The global financial crisis in 2008, coupled with a lack of confidence in the financial system, provoked considerable interest in cryptocurrency. A ground-breaking white paper by Satoshi Nakamoto was circulated online in 2008. In the paper, this pseudonymous person, or persons, introduced a digital currency that is now widely known as bitcoin. Bitcoin uses blockchain as the public ledger for all transactions and a scheme called PoW to avoid the need for a trusted authority or central server to timestamp transactions (Nakamoto [2008]). Because blockchain is an open and distributed ledger that records all transactions in a verifiable and permanent way, it solves the double-spending problem.

Bitcoin and “bitcoin”
The cryptocurrency, denoted by bitcoin or BTC, can be accepted as a payment for goods and services or bought either from other people or directly from exchanges/vending machines. These bitcoins can be transacted via software, apps, or various online platforms that provide wallets. Another way to obtain bitcoin is through mining.

■ List of tasks
- 1) In the passage on bitcoin and blockchain, what does Bitcoin use as the public ledger for all transactions?
- 2) Pick up the passage on bitcoin and blockchain after its last sentence and carry it forward.

■ Data excerpts
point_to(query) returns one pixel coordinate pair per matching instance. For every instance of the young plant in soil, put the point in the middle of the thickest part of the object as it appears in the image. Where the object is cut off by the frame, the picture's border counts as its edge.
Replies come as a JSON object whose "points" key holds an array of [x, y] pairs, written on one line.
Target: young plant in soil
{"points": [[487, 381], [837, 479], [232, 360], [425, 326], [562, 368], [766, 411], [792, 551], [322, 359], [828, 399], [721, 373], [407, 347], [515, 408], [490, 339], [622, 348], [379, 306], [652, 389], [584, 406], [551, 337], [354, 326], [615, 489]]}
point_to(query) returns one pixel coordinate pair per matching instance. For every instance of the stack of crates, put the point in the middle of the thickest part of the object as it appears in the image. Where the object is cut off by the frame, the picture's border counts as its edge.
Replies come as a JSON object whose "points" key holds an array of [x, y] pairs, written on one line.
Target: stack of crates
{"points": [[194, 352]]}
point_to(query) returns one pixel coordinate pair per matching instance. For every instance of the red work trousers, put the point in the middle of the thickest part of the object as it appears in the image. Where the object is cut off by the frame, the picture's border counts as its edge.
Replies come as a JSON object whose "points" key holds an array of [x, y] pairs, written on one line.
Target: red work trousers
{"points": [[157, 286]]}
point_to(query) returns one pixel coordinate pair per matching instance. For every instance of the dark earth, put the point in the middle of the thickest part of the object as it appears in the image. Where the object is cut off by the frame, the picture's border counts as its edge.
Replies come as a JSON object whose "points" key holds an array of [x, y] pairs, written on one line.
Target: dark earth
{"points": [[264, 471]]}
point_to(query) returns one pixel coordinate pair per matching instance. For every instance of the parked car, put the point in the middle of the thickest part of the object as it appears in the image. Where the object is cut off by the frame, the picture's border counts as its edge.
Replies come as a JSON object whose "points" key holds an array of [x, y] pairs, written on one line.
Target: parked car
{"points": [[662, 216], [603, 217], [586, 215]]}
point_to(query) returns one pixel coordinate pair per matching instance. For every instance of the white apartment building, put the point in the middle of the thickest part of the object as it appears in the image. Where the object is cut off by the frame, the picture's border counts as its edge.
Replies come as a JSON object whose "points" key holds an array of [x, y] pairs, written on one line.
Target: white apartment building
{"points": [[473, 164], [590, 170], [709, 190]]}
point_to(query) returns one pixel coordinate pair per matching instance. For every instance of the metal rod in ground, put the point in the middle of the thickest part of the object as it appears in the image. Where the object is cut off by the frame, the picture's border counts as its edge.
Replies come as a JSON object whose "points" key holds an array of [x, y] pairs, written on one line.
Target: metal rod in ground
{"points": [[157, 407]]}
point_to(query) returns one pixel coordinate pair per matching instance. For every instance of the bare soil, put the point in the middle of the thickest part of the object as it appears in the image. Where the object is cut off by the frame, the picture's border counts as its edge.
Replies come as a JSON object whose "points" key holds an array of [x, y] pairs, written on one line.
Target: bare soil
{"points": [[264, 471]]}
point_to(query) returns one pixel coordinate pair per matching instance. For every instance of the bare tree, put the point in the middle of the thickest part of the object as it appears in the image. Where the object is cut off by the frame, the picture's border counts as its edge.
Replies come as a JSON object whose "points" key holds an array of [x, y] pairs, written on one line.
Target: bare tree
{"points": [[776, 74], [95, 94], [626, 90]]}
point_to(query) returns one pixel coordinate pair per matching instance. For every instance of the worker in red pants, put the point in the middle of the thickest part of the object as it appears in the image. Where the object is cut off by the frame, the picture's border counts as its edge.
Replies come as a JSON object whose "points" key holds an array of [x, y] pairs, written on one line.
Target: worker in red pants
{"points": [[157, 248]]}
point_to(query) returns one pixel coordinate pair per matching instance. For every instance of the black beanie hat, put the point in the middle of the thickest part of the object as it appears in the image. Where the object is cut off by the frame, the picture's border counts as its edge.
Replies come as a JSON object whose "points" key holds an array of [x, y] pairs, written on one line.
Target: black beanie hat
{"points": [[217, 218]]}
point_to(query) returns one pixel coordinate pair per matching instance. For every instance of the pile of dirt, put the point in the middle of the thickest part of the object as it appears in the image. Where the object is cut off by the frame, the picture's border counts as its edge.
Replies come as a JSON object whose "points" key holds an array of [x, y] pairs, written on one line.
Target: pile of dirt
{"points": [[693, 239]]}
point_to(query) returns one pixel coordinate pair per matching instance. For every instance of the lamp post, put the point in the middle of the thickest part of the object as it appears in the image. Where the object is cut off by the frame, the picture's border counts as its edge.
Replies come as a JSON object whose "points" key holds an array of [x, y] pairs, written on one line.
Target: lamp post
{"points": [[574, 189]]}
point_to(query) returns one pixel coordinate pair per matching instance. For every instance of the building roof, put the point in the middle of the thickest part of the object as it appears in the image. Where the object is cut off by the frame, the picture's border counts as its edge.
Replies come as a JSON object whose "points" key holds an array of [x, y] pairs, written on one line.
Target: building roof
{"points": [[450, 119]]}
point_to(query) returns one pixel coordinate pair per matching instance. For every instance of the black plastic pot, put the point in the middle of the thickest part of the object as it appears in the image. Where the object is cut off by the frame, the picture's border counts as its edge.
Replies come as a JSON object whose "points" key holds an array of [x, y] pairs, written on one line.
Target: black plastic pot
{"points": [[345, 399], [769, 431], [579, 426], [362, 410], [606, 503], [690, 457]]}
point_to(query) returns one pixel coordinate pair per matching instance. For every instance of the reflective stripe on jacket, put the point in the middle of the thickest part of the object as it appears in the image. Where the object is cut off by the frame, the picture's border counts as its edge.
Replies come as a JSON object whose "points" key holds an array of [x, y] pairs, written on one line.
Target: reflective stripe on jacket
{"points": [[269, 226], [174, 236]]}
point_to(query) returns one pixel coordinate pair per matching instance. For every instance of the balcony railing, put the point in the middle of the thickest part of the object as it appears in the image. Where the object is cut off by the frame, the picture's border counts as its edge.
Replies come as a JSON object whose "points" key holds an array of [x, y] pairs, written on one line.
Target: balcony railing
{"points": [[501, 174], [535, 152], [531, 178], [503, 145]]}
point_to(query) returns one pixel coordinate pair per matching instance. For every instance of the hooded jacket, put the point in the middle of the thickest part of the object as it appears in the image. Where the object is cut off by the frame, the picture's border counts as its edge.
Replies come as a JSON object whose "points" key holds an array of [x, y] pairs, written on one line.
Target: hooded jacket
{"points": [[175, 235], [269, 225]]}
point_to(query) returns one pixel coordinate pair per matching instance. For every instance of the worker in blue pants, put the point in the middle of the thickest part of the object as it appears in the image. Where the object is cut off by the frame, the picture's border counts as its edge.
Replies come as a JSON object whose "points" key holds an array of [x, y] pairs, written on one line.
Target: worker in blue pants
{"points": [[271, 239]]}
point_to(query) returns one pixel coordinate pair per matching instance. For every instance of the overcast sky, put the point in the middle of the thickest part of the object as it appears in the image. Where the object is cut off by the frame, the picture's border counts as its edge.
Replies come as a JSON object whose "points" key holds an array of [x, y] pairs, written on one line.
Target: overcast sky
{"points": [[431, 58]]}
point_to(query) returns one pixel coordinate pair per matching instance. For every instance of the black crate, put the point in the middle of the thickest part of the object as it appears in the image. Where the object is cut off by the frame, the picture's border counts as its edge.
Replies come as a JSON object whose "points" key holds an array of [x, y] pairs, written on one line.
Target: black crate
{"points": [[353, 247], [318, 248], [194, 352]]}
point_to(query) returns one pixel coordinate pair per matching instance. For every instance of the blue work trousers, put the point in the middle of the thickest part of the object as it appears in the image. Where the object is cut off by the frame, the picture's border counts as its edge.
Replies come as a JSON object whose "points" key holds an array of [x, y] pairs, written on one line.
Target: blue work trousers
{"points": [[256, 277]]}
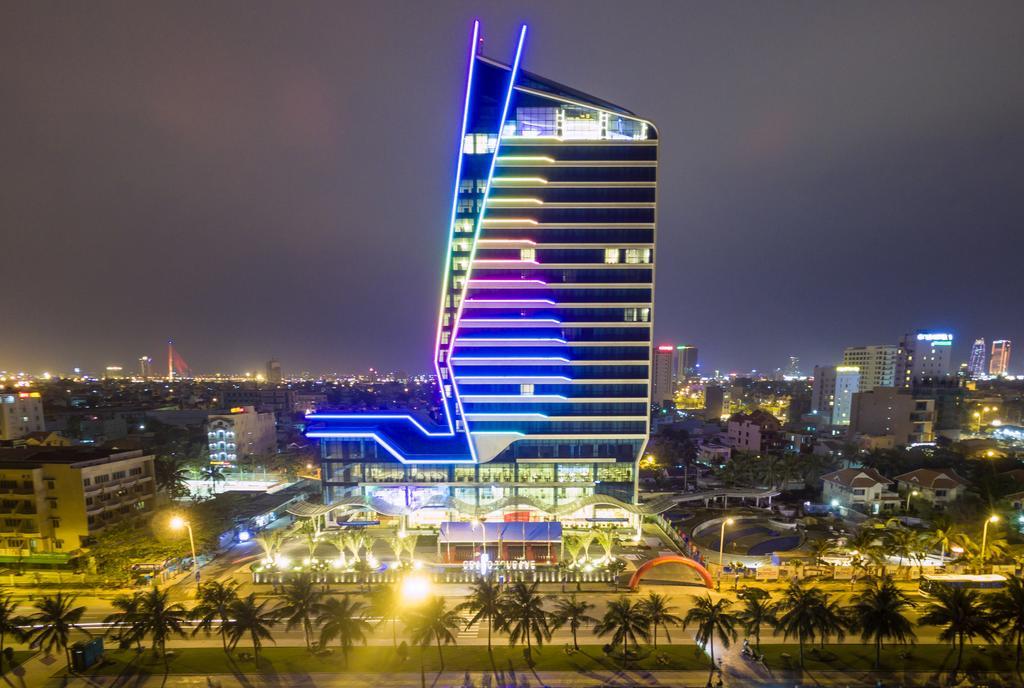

■ Your written answers
- 1) Blockchain.

- 2)
The Bitcoin system runs on a P2P network, and transactions happen directly between users with no intermediary. Bitcoin decentralizes the responsibilities of verifying the validity of transactions to the entire network. Transactions are recorded in the public ledger called blockchain and are verified by network nodes, which could be any individual using a computer system with Bitcoin software installed. Once users have made a transfer, the transaction will be broadcast between users and confirmed by the network. Upon verification, it will be recorded in the blockchain, and then the transfer is completed. This record-keeping process is referred to as mining, and people offering the computing power to do so are called miners. Bitcoins are created as an incentive for solving the cryptography puzzle using transaction data; thus, successful miners are rewarded with the newly created bitcoins, on top of transaction fees.

Each transaction contains inputs and outputs. An input has the reference to the output from the previous transaction, and the output of a transaction holds the receiving address and the corresponding amount (Nirupama and Lee [2015]). In general, in a transaction, a certain number of bitcoins is sent from a bitcoin wallet to a specific address, if there is a sufficient bitcoin balance in the wallet from previous transactions. Transactions are not encrypted and can be viewed in the blockchain with corresponding bitcoin addresses, but the identity of the sender or receiver remains anonymous. Typically, bitcoin wallets have a private key or seed that is used to sign transactions. This secured piece of data provides a mathematical proof that the coins in the transaction come from the owner of the wallet. With the private key and the signature, the account can only be accessed by the owner, and transactions cannot be altered by someone else.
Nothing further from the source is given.